In the forum thread below about dropping the verb "to be" in Slavic languages, list every example sentence given from the eastern Slovak dialect, each with its English gloss.

[TEXT]:
◆ ◆ ◆ ◆ ◆

Дякую за гарне пояснення, Орліне.


----------



## francisgranada

jazyk said:


> Among Slavic languages, probably only the Eastern ones (Russian, Belorussian and Ukrainian) don't use the verb to be in the present tense, all others do.



I agree. But the proper phenomenon, at least partially,  exists in the western slavic languages, too (in dialects but also in the colloquial speach).

Examples from an eastern Slovak dialect:
_Ja učiteľ _  (I am a teacher)
_Vun ňedobry čľovek_   (He is not a good man)
_My tyž ľudze_  (We are also people)
_Mi (ja) bul_ (I was, instead of the standard Slovak _ja som bol_)

Similar constructions can be found also in the Polish and Czech languages (though I don't know whether they are "officially" considered incorrect or not).


----------



## savetier

francisgranada said:


> Similar constructions can be found also in the Polish and Czech languages (though I don't know whether they are "officially" considered incorrect or not).



Yes, also in Polish you can drop the copola, but in literature language it is only allowed in constructions like: 

 Piotr jest dobrym człowiekiem = Piotr, to dobry człowiek.
[Peter is a good person]


----------



## Ukrainito

I believe the omission of the copula *быть/бути* in the present tense found in modern East Slavic languages may have to do with that fact that, for centuries, our ancestors had a lot of contacts with various Turkic-speaking peoples (Tatars, Turks). The *to-be *copula is not found in the present tense in either Turkish or Tatar.


----------



## er targyn

It's unlikely.


----------



## iobyo

Do East Slavic languages allow for inversion?

Could _книга хорошая _also be interpreted as 'a good book'?


----------



## Ukrainito

iobyo said:


> Do East Slavic languages allow for inversion?
> Could _книга хорошая _also be interpreted as 'a good book'?



Theoretically, it's possible. However, in practive, the *noun+adjective*, as in the above example, is percieved as a phrase with the omitted copula rather than a simple word combination.

*хорошая книга = добра книга = (a) good book

книга хорошая = книга(та) е добра = (the) book is good
*


----------



## jazyk

> Similar constructions can be found also in the Polish and Czech  languages (though I don't know whether they are "officially" considered  incorrect or not).


I hear this in Czech only in the past tense with an expressed subject: My tam byli. Já nebyl spokojený, etc. It's not considered standard, though.


----------

◆ ◆ ◆ ◆ ◆

Coordinate labeling data:
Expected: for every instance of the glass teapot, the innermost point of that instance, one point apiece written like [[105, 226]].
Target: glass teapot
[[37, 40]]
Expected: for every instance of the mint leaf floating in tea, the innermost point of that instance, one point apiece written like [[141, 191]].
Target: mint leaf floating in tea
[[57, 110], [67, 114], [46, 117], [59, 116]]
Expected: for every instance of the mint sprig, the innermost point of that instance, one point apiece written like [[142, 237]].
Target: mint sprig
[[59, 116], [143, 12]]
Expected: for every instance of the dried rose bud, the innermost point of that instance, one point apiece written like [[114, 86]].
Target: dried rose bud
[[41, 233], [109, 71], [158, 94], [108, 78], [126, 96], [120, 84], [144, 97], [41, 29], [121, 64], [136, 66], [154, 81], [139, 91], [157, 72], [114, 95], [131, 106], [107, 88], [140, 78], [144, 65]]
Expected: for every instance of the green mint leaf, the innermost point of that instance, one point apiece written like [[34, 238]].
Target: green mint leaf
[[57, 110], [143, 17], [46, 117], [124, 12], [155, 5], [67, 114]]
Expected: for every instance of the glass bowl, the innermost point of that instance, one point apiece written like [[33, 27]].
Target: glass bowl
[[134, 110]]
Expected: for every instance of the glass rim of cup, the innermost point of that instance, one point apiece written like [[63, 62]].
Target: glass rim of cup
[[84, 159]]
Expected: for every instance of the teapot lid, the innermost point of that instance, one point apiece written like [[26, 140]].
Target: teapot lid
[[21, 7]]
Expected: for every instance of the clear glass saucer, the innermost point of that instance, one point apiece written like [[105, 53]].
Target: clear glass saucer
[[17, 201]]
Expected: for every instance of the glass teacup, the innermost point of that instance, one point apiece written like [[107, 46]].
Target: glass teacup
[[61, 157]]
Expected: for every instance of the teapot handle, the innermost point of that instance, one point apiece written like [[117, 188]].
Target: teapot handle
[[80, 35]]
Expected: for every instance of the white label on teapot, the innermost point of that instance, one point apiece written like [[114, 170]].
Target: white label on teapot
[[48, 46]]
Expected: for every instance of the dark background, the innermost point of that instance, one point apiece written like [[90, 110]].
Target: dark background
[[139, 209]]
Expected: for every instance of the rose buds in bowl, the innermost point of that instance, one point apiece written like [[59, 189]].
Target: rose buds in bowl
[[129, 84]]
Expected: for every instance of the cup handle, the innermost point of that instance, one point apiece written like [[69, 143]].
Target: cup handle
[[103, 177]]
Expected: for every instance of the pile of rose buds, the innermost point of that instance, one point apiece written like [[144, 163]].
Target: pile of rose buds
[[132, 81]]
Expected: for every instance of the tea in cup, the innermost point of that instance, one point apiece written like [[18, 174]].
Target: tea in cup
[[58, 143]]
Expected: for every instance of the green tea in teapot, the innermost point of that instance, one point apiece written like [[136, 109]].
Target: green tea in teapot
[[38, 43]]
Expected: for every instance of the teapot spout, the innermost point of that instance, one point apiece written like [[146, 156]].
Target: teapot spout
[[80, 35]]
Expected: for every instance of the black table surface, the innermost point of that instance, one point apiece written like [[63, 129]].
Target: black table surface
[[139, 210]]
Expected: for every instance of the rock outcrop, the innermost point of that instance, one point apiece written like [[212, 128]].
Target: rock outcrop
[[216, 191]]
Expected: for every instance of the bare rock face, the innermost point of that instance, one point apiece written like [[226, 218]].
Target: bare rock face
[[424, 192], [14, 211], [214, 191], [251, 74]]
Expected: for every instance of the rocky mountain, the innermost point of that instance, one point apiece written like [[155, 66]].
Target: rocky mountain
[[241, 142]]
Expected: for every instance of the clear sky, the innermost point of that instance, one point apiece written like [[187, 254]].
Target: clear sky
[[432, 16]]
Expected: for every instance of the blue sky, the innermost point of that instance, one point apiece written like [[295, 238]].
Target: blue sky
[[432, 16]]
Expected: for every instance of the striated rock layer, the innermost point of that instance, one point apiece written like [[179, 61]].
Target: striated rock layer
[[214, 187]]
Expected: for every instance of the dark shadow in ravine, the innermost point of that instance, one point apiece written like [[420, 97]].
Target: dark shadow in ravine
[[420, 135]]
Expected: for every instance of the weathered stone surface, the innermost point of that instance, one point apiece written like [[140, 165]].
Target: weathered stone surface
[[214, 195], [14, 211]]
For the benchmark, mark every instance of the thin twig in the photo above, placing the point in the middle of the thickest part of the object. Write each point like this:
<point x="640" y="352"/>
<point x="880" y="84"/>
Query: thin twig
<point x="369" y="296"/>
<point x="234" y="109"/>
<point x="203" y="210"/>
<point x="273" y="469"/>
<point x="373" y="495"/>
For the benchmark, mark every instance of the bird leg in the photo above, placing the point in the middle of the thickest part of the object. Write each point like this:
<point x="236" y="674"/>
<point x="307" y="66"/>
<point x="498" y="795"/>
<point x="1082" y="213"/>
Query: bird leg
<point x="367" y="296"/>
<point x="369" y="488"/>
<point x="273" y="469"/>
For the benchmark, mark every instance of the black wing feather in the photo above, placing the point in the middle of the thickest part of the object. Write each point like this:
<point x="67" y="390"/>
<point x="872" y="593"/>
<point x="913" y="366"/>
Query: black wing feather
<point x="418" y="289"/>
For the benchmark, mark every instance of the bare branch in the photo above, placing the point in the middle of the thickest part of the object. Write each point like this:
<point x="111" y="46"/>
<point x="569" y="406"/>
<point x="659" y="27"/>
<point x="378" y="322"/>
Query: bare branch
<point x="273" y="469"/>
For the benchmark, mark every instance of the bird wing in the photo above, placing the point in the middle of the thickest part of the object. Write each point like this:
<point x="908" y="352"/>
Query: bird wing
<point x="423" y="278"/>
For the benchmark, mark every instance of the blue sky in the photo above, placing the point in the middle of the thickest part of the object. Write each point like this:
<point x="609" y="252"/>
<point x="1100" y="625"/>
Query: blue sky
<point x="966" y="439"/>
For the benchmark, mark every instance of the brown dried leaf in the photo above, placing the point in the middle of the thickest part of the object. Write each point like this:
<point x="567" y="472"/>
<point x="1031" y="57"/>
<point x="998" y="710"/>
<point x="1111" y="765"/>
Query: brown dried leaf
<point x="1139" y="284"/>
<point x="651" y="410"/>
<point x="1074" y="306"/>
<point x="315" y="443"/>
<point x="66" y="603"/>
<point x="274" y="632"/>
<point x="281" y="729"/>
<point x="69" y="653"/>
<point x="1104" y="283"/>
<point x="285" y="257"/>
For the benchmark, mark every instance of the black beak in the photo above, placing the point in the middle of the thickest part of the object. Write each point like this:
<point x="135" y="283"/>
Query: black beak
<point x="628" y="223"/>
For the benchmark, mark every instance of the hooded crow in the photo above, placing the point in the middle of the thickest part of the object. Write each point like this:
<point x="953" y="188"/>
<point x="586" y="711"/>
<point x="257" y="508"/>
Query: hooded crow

◆ ◆ ◆ ◆ ◆

[THE RESULT]:
- Ja učiteľ (I am a teacher)
- Vun ňedobry čľovek (He is not a good man)
- My tyž ľudze (We are also people)
- Mi (ja) bul (I was, instead of the standard Slovak ja som bol)